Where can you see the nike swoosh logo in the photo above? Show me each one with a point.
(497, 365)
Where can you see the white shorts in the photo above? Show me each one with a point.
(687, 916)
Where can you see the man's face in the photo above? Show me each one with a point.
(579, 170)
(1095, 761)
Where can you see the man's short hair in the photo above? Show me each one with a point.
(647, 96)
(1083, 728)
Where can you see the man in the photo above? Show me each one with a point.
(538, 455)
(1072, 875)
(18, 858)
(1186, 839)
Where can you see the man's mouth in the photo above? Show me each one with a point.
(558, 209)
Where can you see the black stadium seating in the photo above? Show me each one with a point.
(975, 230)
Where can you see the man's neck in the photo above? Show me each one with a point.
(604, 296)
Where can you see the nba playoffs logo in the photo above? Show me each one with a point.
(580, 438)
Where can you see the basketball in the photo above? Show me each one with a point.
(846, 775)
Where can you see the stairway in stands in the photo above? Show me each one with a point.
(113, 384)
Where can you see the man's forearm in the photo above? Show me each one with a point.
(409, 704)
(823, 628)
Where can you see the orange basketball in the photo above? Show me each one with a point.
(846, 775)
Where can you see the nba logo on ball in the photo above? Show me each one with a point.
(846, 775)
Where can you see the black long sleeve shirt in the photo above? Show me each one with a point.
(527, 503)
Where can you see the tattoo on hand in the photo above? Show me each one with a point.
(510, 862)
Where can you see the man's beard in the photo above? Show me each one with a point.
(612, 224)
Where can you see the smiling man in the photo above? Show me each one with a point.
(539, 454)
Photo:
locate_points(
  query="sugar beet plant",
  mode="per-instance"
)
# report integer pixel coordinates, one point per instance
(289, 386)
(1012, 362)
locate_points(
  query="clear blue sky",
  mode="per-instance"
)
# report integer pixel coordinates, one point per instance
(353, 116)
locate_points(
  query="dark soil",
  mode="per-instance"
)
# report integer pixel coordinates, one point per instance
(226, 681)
□ □ □
*Problem to solve:* Copy out, unchanged, the stretch from the start of the records through the line containing "(1095, 761)", including both ends.

*Full output:*
Where can you see the nike swoosh logo in the photo above? Show me each one with a point.
(497, 365)
Where can you see the white shorts in the photo above? Show me each one with a point.
(687, 916)
Where can you see the man's face in the photo above? Show me each one with a point.
(579, 170)
(1095, 761)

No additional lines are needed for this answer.